Data for this task START

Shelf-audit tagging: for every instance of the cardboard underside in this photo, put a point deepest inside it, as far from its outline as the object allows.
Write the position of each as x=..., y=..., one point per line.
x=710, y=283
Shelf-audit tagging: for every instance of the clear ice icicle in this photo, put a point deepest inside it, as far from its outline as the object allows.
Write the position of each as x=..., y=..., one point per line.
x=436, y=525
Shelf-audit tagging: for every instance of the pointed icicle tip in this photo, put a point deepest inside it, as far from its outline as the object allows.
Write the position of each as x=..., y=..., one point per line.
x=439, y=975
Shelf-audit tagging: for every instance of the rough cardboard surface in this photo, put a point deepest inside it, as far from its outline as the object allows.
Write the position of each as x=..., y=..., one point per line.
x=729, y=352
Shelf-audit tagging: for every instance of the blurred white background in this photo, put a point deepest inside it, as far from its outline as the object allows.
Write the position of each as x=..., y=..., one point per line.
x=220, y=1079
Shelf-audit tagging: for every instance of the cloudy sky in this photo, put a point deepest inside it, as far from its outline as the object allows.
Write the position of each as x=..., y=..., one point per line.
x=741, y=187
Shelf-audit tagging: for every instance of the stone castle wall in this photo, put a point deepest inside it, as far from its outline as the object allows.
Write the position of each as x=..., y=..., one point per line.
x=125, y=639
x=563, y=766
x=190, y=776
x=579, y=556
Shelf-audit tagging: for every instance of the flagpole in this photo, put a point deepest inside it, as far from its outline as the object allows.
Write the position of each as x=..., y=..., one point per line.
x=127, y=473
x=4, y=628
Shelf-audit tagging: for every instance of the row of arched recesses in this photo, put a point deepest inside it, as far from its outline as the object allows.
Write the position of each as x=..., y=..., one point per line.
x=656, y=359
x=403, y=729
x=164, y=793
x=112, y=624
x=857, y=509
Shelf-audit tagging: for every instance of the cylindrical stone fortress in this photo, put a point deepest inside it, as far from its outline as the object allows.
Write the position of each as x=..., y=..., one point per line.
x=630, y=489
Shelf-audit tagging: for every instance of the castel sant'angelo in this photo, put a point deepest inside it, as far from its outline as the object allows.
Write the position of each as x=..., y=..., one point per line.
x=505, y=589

Data for this task END

• [Action item] Set down the data above once more so that nothing differs from the original.

• [Response for this exercise]
Shelf-audit tagging: for every instance of the cardboard underside in this photo, put a point deepest inside it, as far from its outline as the object allows.
Write the position of each as x=..., y=..., one point per line.
x=710, y=283
Shelf-audit tagging: for every instance of the clear ice icicle in this photo, put a point deepest inside it, as far from its outline as the object allows.
Write the position of each as x=..., y=..., one point per line.
x=436, y=525
Shelf-audit tagging: for every instance of the pointed icicle tip in this photo, put a point deepest inside it, as far from its outline as the object allows.
Write the position of each as x=..., y=..., one point per line.
x=439, y=975
Shelf-audit tagging: for every instance of the rough cardboard surface in this photo, put a point deepest inside it, as far from its outline as the object allows.
Write the position of each as x=..., y=..., one point per line.
x=729, y=352
Shelf-audit tagging: for every instance of the blurred white background in this photo, put a point deepest inside it, as far from its outline as the object allows.
Write the position of each as x=..., y=..., one point per line.
x=220, y=1079
Shelf-audit tagging: for every instance of the cloudy sky in this photo, put a point deepest inside it, as far from its outline as the object allows.
Write the position of each as x=..., y=..., one point per line.
x=741, y=187
Shelf-audit tagging: for every instance of the stone castle wall in this photo, put a point deepest inside it, as far from its outline as the object allows.
Write the position of each as x=..., y=..., one point per line.
x=125, y=639
x=563, y=766
x=190, y=776
x=579, y=556
Shelf-audit tagging: for every instance of the flagpole in this photo, put a point deepest inside it, as far from its outline as the object allows.
Write the position of each as x=..., y=..., one point per line.
x=127, y=473
x=4, y=628
Shelf-audit tagging: for every instance of the row of arched recesses in this photo, put a point deepest inside it, as far from its outline as the object allows.
Write the position of each as x=..., y=..., one point per line.
x=656, y=359
x=403, y=729
x=164, y=793
x=112, y=624
x=857, y=509
Shelf-audit tagging: for every instance of the cylindrical stone fortress in this photo, put a point deepest inside it, as far from its outline as the object allows.
Write the position of each as x=..., y=..., one point per line.
x=630, y=489
Shelf-audit tagging: for every instance of the castel sant'angelo in this photo, put a point deepest inside it, as far from its outline as the object allows.
Write the position of each as x=..., y=..., one point per line.
x=505, y=589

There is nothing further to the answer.